◆ Detection annotation records:
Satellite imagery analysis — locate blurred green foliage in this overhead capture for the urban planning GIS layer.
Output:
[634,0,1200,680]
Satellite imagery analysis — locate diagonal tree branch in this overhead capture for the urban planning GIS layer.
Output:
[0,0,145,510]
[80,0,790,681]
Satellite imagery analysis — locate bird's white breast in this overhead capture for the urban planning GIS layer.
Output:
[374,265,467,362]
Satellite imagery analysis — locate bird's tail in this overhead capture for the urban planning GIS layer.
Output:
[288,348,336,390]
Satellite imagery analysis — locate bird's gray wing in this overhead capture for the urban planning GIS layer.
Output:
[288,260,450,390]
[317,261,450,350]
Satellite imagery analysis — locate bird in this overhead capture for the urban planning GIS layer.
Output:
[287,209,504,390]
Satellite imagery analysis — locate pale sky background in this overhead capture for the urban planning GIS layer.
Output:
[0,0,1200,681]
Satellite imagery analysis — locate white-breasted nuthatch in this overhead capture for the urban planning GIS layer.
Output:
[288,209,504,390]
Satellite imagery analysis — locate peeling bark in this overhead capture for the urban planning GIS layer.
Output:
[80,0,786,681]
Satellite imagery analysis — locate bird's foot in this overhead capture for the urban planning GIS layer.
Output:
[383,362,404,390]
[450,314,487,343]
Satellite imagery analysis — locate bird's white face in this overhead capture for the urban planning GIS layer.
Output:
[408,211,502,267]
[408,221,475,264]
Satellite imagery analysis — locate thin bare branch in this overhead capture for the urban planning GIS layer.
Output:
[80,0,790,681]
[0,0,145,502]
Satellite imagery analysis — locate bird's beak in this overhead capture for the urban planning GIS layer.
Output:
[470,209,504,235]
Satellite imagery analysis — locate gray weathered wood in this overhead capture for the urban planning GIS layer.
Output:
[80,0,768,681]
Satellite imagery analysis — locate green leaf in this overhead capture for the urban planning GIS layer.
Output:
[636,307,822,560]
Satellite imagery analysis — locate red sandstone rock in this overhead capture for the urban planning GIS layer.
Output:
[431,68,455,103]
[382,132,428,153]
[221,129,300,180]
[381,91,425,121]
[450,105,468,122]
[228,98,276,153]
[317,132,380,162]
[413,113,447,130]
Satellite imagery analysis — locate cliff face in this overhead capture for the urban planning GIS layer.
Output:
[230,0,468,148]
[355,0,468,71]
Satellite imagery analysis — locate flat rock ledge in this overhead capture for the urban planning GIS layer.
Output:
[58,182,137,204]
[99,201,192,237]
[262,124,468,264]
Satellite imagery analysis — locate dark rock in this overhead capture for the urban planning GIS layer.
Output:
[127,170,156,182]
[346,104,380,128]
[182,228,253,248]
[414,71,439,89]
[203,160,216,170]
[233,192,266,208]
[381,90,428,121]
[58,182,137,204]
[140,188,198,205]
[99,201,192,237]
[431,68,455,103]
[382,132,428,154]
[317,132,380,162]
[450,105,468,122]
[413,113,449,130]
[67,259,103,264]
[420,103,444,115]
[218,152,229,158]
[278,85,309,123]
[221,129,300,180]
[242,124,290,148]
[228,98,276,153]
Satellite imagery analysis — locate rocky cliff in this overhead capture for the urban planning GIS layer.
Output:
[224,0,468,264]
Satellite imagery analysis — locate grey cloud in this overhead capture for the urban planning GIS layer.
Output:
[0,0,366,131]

◆ TASK GOAL: Change every "urban planning" in the records to "city planning", and write the records out again with nothing else altered.

◆ TASK SOLUTION:
Satellite imagery analysis — locate blurred green foliage in this overhead capture for the city planning GIS layer.
Output:
[634,0,1200,680]
Satellite imagery analysis — locate diagonal tree branch in this overhead capture for the city planning GIS layer.
Output:
[0,0,145,510]
[80,0,790,681]
Satellite imagery analysis — locate bird's white breast in this overhead capture for the city planning GIS layer.
Output:
[374,265,467,362]
Satellite imagery analysis — locate bird's tail in this overhead capture for the city planning GIS layer.
Output:
[288,348,336,390]
Satellite imagery analysis — locate bird's gray wing in this overhead capture for the city planning GIS layer.
Output:
[288,260,450,390]
[317,261,450,350]
Satellite imagery analysis — locate bird in this overhead capture for the city planning GIS layer.
Output:
[287,209,504,390]
Satellite imagery analysis — locate pale sky background in this overhead capture for the city planning GIS layer.
Output:
[0,0,1200,681]
Satellite imagery analysis — locate white-breasted nuthatch in this overhead capture for the city planning GIS layer.
Output:
[288,209,504,390]
Satellite imagery analysis — locate peeling bark in this overhead capture for the city planning GIS layer.
Output:
[80,0,786,681]
Satellite imagery analysis — locate bird's foot in this overhead capture for the city planning GIS layer.
Output:
[383,362,404,390]
[450,314,487,343]
Satellite imagery analysis — locate bird's white face in this overhead capture for the city planning GIS layer.
Output:
[408,211,502,267]
[408,221,475,264]
Satellite imagery analysis — locate thin bare branch in this overhead capture for the city planning GIS layer.
Output:
[80,0,790,681]
[0,0,145,502]
Satellite imagery analysis — locate bird's beak in this overhead capture for the city planning GIS layer.
Output:
[470,209,504,235]
Satellite imagery analysis — locate gray weathered wood in this overhead capture for the city planning GIS layer.
Output:
[80,0,768,681]
Satellite imagery analysis — locate green leaf in this overhead capture for the city planning GIS layer.
Output:
[636,307,822,560]
Satellite imagery analysis — locate red sandstone rock in this overhead capture for the city planning GIS layer.
Output:
[431,68,455,103]
[382,132,428,153]
[221,129,300,180]
[381,91,425,121]
[450,105,468,122]
[228,98,276,153]
[317,132,380,162]
[413,113,447,130]
Satellite imagery analysis — locate cliff face in this overhead capture for the city planning GIS layer.
Output:
[230,0,468,148]
[355,0,468,71]
Satellite imagery analysis — locate flat rock ledge in this overhead capture for the city planning GIS layer.
Output:
[58,182,137,204]
[99,201,192,237]
[262,124,468,264]
Satellite imagery analysis — locate dark rock in this overhead capture for the city planning GIS layer.
Output:
[127,170,156,182]
[346,104,380,128]
[182,228,253,248]
[414,71,439,89]
[203,160,216,170]
[233,192,266,208]
[381,90,428,121]
[58,182,137,204]
[140,188,198,205]
[99,201,192,237]
[431,68,455,103]
[382,132,428,154]
[317,132,380,162]
[450,105,468,122]
[413,113,449,130]
[67,259,103,264]
[420,103,444,115]
[218,152,229,158]
[278,85,309,123]
[221,129,300,180]
[242,124,290,148]
[228,98,276,153]
Satellite imagery analysis — locate rocky cliff in this overhead capture for the city planning GIS layer.
Output:
[224,0,468,264]
Satellite imagery analysis — locate grey cloud in this overhead capture for the city planning GIS layer.
Output:
[0,0,366,131]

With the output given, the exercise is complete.